■ O que fazer ■
Segundo o artigo sobre o Livro de Jó, em que dia o Martirológio Romano comemora Jó?

■ Artigo ■
────────────────────────────────────────
“Eu sei que meu
Redentor está vivo” (Jó 19,25)
Na última postagem da nossa série sobre a leitura litúrgica dos livros da Sagrada Escritura analisamos o Eclesiastes, um dos escritos sapienciais que traz a
autocrítica da sabedoria, demonstrando seus limites.
Esta crítica prossegue no Livro de Jó, ao qual dedicaremos esta
postagem, buscando identificar sua presença nas atuais celebrações litúrgicas do Rito Romano.
1. Breve introdução
ao Livro de Jó
“O que o sábio não sabe? Ele não sabe por que o justo
sofre”. Esta é a grande questão que permeia o Livro de Jó, obra-prima da literatura sapiencial.
"Jó" (Léon Bonnat - séc. XIX-XX) |
O nome do livro remete ao seu protagonista, um personagem simbólico, que representa o homem justo diante do mistério do sofrimento e do mal (mysterium iniquitatis). Jó expressa a universalidade do tema, presente em todos os tempos e lugares, sendo retratado como um estrangeiro: “da terra de Hus” (Jó 1,1)
Não obstante, como vimos em nossas postagens sobre o culto aos Santos do Antigo Testamento, Jó é comemorado pelo Martirológio Romano no dia 10 de maio.
O livro se situa na "época pós-exílica (entre os séculos VI e III a. C.). Após a experiência do exílio da Babilônia, com efeito, predominava em Israel a chamada “teologia da retribuição”: se eu fiz o
bem, Deus necessariamente vai me abençoar; se eu fiz o mal, Deus
necessariamente vai me castigar. É esta lógica "fechada" que Jó critica: se o mal é sempre castigo pelo pecado, por que o justo
também sofre?
────────────────────────────────────────
■ Dados extraídos ■
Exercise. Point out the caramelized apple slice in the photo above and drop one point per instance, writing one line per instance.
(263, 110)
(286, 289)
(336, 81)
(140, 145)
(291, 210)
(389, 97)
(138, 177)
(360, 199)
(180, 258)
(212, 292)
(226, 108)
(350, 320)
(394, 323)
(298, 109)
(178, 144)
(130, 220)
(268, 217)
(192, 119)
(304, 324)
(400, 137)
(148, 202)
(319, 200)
────────────────────────────────────────
■ Resposta completa ■
No dia 10 de maio.